_DATA PROVIDED_.
▬▬▬▬▬▬
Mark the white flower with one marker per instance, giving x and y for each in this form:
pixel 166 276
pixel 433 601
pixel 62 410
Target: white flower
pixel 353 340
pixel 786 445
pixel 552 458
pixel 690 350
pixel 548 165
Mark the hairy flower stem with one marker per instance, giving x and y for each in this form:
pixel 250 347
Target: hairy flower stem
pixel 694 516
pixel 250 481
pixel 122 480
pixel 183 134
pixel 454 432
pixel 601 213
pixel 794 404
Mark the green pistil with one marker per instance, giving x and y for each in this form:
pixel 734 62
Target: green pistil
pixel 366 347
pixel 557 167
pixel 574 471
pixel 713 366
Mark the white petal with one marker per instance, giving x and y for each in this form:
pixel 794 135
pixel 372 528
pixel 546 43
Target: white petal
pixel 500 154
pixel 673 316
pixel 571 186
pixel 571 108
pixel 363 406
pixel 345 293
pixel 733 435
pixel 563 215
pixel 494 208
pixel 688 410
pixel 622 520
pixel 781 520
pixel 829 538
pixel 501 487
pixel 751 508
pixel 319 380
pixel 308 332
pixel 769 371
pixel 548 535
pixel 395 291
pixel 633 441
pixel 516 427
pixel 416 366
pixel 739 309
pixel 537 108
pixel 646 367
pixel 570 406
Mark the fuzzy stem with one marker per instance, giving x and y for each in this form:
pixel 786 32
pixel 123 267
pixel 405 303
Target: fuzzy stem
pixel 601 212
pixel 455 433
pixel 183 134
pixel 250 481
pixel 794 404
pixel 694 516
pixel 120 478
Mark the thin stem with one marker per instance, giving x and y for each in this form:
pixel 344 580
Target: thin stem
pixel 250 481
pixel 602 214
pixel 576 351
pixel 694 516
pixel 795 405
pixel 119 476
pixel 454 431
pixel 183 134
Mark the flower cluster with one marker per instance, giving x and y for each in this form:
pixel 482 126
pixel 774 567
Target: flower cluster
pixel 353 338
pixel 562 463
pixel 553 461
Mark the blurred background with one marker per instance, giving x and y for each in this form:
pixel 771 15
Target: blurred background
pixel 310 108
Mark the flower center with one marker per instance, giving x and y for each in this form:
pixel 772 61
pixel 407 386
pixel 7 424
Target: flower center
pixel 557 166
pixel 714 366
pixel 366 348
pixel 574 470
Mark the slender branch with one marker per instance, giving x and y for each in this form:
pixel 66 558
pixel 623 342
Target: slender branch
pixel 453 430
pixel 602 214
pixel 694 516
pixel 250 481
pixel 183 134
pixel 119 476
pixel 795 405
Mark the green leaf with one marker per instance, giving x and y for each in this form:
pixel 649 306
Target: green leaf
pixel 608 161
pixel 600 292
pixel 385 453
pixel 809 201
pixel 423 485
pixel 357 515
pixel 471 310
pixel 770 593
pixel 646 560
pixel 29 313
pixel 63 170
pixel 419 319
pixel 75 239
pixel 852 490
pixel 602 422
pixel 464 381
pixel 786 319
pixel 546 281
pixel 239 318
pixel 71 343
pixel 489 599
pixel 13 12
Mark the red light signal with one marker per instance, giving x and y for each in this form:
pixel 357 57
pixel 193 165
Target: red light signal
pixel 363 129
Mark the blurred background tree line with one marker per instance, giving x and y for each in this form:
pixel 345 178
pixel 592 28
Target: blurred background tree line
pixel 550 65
▬▬▬▬▬▬
_SET TASK_. Reproduce the listing word for word, from its first line up to and including the line with "pixel 310 108".

_EXERCISE SOLUTION_.
Mark the white flower with one marker per instance, giving x and y for each in this form:
pixel 166 276
pixel 433 601
pixel 62 410
Target: white flower
pixel 353 340
pixel 786 445
pixel 552 458
pixel 690 350
pixel 548 165
Mark the hairy flower stem with one marker per instance, giving x and y for each in this form:
pixel 250 347
Target: hairy flower stem
pixel 694 516
pixel 250 481
pixel 122 480
pixel 183 134
pixel 454 432
pixel 601 213
pixel 794 404
Mark the green pistil with one marker per instance, giving x and y for each in this form:
pixel 734 62
Target: green pistil
pixel 366 347
pixel 557 167
pixel 574 471
pixel 713 366
Mark the white petal with one marker per instance, giving x and y for each in this form:
pixel 794 135
pixel 372 528
pixel 546 43
Target: white petal
pixel 500 154
pixel 673 316
pixel 571 186
pixel 571 108
pixel 363 406
pixel 345 293
pixel 733 435
pixel 563 215
pixel 494 208
pixel 688 410
pixel 622 520
pixel 781 520
pixel 829 538
pixel 501 487
pixel 751 508
pixel 319 380
pixel 308 332
pixel 769 371
pixel 548 535
pixel 395 291
pixel 633 441
pixel 516 427
pixel 416 366
pixel 739 309
pixel 537 108
pixel 646 367
pixel 570 406
Mark the fuzzy stem with one marker per instance, giving x and y for each in this form:
pixel 786 32
pixel 123 267
pixel 405 303
Target: fuzzy stem
pixel 601 212
pixel 455 433
pixel 183 134
pixel 250 481
pixel 794 404
pixel 694 516
pixel 120 478
Mark the thin stem with one marker per instance, giving x and y for each in this form:
pixel 344 580
Target: thin stem
pixel 250 481
pixel 602 214
pixel 576 351
pixel 694 516
pixel 795 405
pixel 119 476
pixel 454 431
pixel 183 134
Mark the flower cluster with one marker per instance, giving x and y for each in this form:
pixel 482 126
pixel 774 567
Target: flower cluster
pixel 353 338
pixel 562 463
pixel 553 461
Mark the blurred background with one marker per instance, giving x and y for each in this form:
pixel 771 15
Target: blurred background
pixel 310 108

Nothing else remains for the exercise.